▸ **Stated goal**: Count the lines in the items below that contain the word "When", treating uppercase and lowercase letters as different. Give only the number.

▸ **Input for this task**:
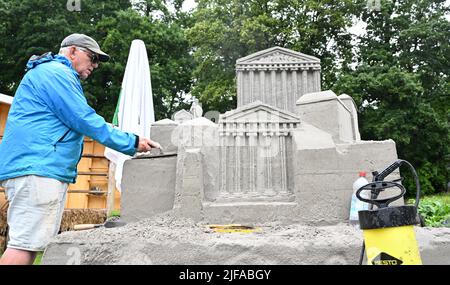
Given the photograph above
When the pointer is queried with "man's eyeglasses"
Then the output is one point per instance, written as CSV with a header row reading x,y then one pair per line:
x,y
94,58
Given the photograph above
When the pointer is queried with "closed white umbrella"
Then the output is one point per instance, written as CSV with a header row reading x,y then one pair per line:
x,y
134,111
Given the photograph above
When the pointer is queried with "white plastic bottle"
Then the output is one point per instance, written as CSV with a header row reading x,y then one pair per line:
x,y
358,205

==

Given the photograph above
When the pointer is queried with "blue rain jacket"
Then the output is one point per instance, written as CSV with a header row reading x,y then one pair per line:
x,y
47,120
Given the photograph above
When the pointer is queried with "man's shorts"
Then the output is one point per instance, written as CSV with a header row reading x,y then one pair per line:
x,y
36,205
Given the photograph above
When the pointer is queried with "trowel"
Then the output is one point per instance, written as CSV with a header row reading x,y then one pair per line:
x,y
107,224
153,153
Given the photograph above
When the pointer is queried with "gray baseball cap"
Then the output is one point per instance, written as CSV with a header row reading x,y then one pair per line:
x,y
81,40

▸ **Response for this exercise**: 7